INPUT >>

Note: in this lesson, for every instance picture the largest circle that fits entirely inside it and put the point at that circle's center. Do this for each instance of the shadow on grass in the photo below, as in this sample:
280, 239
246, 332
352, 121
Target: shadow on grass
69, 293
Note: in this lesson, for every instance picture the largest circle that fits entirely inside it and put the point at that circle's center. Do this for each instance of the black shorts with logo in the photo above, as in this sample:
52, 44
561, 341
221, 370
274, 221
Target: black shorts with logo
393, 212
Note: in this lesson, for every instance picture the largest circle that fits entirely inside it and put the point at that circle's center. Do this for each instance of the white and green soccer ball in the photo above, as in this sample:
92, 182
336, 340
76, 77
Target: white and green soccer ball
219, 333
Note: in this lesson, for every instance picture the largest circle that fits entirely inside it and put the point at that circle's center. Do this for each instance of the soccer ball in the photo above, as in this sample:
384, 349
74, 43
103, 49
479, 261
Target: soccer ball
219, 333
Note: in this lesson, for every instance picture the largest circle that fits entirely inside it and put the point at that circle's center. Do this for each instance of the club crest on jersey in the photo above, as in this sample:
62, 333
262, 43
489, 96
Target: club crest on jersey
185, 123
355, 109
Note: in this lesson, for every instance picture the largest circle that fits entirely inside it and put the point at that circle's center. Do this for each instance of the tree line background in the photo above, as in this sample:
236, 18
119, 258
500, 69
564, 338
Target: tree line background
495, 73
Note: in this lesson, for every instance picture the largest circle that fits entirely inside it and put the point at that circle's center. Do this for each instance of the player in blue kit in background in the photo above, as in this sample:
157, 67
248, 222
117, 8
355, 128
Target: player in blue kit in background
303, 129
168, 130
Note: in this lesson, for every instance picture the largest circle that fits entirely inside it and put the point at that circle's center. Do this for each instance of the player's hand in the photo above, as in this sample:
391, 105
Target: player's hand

SHORT PROBLEM >> Could you lay out every line of the rows above as a Markdown table, with the columns "No." and "Line" holding each line's number and its text, and with blank lines left out?

SOLUTION TO THIS TASK >>
| No. | Line |
|---|---|
| 1 | Note: in this lesson, for every instance picture the largest circle that fits entirely inside it and put the point at that circle's center. Do this for each instance of the shadow on grass in the photo below, as in this sample: |
| 2 | 280, 239 |
| 3 | 246, 332 |
| 4 | 352, 121 |
| 5 | Target: shadow on grass |
| 6 | 69, 293 |
| 7 | Note: in this lesson, for every instance picture the largest circle that fits entirely inside it and put the point at that circle's center. Do this for each instance of the black shorts with logo in the photo above, as in this sample: |
| 8 | 52, 44 |
| 9 | 561, 341 |
| 10 | 221, 370 |
| 11 | 274, 221 |
| 12 | Target: black shorts with logo |
| 13 | 393, 212 |
| 14 | Note: in this lesson, for every instance picture the largest circle that fits entirely inside it and put the point at that circle's center. Do this for each instance of the white and green soccer ball in the photo above, as in this sample: |
| 15 | 92, 182 |
| 16 | 336, 340 |
| 17 | 76, 77 |
| 18 | Target: white and green soccer ball |
| 19 | 219, 333 |
| 20 | Note: in this lesson, for every instance picture the largest circle that fits entirely inside it and put the point at that circle's center. Do this for each instance of the soccer ball in the photo above, as in this sample: |
| 21 | 384, 349 |
| 22 | 74, 43 |
| 23 | 103, 49 |
| 24 | 479, 261 |
| 25 | Target: soccer ball |
| 26 | 219, 333 |
| 27 | Note: in this lesson, for every instance picture the largest circle that fits entirely inside it and put the point at that circle's center. Do this for each instance of the club crest on jersey in the photo above, as in this sample: |
| 28 | 62, 333 |
| 29 | 262, 43 |
| 30 | 489, 96 |
| 31 | Target: club crest on jersey |
| 32 | 185, 123 |
| 33 | 355, 109 |
| 34 | Note: in this lesson, for every instance picture the largest circle that fits entirely inside it and put the point at that circle's center. Do this for each instance of the tree line background in the photo above, as in this sample: |
| 35 | 236, 18 |
| 36 | 119, 258 |
| 37 | 500, 69 |
| 38 | 564, 338 |
| 39 | Target: tree line background |
| 40 | 495, 73 |
| 41 | Note: in this lesson, for every instance picture the largest circle that fits entirely inside it and put the point at that circle's center. Do this for each instance of the player in blue kit in background in the photo above, as in this sample: |
| 42 | 157, 67 |
| 43 | 248, 222 |
| 44 | 117, 8 |
| 45 | 355, 128 |
| 46 | Target: player in blue kit in background |
| 47 | 303, 129 |
| 48 | 168, 130 |
| 49 | Note: in this lesson, for every instance picture the largest circle that fits entirely inside it and put the point at that circle's center. Do this for each instance of the player's hand in the photo above, as in this sample: |
| 50 | 391, 105 |
| 51 | Target: player's hand |